Sayfa Metni >>
►

'Almanya'

Nemi el-Hassan Olayı: Filistin Kökenli Alman-Müslüman Gazeteci Olmanın Zorlukları

Almanya’nın WDR televizyon kanalında program sunması beklenirken antisemitizm ithamları yüzünden kendini büyük bir tartışmanın içerisinde bulan Nemi el-Hassan zor günlerden geçirdi. Peki Nemi el-Hassan olayında temel mesele neydi?

19 Aralık 2021 Ünal Koyuncu

Almanya’da 28 yaşındaki gazeteci Nemi el-Hassan’ın maruz kaldığı linç ve ceza tartışılmaya devam ediliyor. Westdeutscvher Rundfunk (WDR) televizyon kanalında el-Hassan’ın bilimsel konuları ele alacak olan Quarks isimli TV programını sunması planlanıyordu. Bild gazetesinde yayınlanan bir haberin ardından el-Hassan’ın sunuculuk yapması tartışma konusu oldu. Haberde, antisemitist sloganların paylaşıldığı 2014 yılında Berlin’de düzenlenen Kudüs Yürüyüşü’ne katılmış ve İsrail’e eleştiri içeren sosyal medya paylaşımlarına beğenide bulunan bir kişinin bir kamu kanalında sunuculuk yapması sorgulanıyordu. Haberin ardından konuyla ilgili değerlendirmede bulunan WDR kanalı, sonrasında kendisiyle yapılacak olan iş birliğini güvenin kalmadığını gerekçe göstererek bitirdiğini açıkladı.

◄

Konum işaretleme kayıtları

►

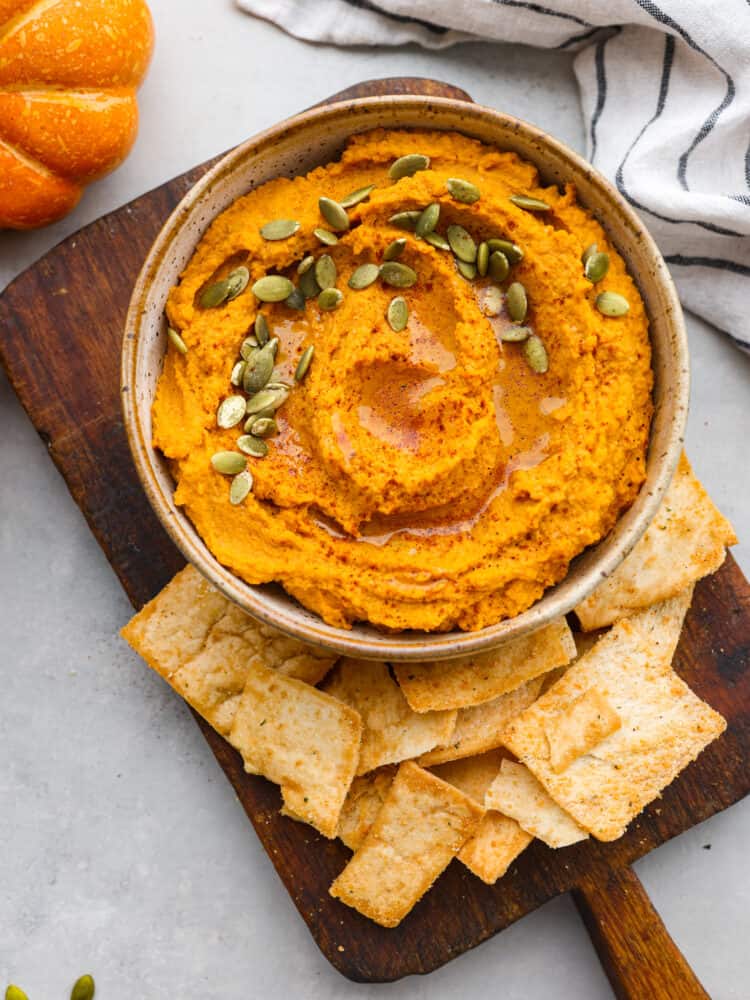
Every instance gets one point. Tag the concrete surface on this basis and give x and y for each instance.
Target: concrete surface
(124, 851)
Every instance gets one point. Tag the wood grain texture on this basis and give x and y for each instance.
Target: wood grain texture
(61, 328)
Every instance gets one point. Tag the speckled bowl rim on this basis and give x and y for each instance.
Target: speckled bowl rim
(363, 640)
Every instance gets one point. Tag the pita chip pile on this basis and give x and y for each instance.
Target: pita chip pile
(557, 736)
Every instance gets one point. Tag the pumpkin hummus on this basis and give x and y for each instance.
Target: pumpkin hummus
(433, 477)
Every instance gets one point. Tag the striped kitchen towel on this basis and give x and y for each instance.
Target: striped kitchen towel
(665, 90)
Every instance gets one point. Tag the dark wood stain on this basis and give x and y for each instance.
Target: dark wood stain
(61, 328)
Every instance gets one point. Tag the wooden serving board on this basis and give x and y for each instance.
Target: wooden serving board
(61, 328)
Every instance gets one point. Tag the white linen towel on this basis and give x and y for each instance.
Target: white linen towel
(665, 91)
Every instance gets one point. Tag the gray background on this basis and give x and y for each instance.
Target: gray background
(124, 850)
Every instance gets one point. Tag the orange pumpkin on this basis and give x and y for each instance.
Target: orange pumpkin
(69, 70)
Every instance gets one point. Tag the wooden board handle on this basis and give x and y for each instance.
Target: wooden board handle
(634, 947)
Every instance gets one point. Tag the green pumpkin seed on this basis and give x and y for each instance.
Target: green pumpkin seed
(279, 229)
(228, 463)
(407, 166)
(330, 299)
(463, 191)
(237, 372)
(231, 410)
(437, 241)
(612, 304)
(483, 259)
(394, 250)
(258, 370)
(536, 354)
(176, 340)
(427, 220)
(397, 275)
(308, 284)
(325, 272)
(261, 426)
(364, 276)
(529, 204)
(304, 363)
(267, 399)
(273, 288)
(251, 445)
(326, 236)
(262, 333)
(511, 250)
(334, 214)
(462, 244)
(240, 488)
(596, 267)
(214, 295)
(498, 266)
(466, 270)
(295, 301)
(405, 220)
(355, 197)
(83, 988)
(398, 314)
(515, 334)
(516, 302)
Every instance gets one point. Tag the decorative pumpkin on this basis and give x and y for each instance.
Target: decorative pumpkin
(69, 70)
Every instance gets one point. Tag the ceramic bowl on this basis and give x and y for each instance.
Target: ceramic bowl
(294, 147)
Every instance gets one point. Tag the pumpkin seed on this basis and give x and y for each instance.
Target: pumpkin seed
(296, 300)
(437, 241)
(240, 488)
(395, 249)
(466, 270)
(364, 275)
(427, 220)
(262, 332)
(326, 236)
(237, 281)
(83, 988)
(279, 229)
(498, 266)
(250, 445)
(515, 334)
(325, 272)
(516, 302)
(536, 354)
(258, 370)
(266, 399)
(398, 314)
(304, 363)
(511, 250)
(261, 426)
(355, 197)
(273, 288)
(405, 220)
(612, 304)
(529, 204)
(406, 166)
(214, 295)
(492, 301)
(228, 463)
(176, 340)
(237, 372)
(483, 259)
(462, 244)
(231, 410)
(330, 299)
(334, 214)
(596, 267)
(397, 275)
(463, 191)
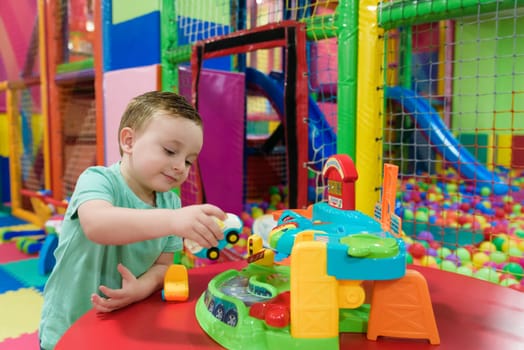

◄

Görevler >>
(1) Sayfa metnine göre WDR kanalı, Nemi el-Hassan ile yapılacak iş birliğini hangi gerekçeyle sona erdirdi? Bir ila üç cümleyle açıklayın.
(2) Sayfa metninde "Almanya’nın WDR televizyon" ifadesinden "temel mesele neydi?" ifadesine kadar olan bölümü birebir kopyalar mısınız?

Çözümler >>
(1) WDR kanalı, Bild gazetesindeki haberin ardından konuyu değerlendirdi. El-Hassan ile yapılacak iş birliğini, güvenin kalmadığını gerekçe göstererek bitirdiğini açıkladı.

(2)
Almanya’nın WDR televizyon kanalında program sunması beklenirken antisemitizm ithamları yüzünden kendini büyük bir tartışmanın içerisinde bulan Nemi el-Hassan zor günlerden geçirdi. Peki Nemi el-Hassan olayında temel mesele neydi?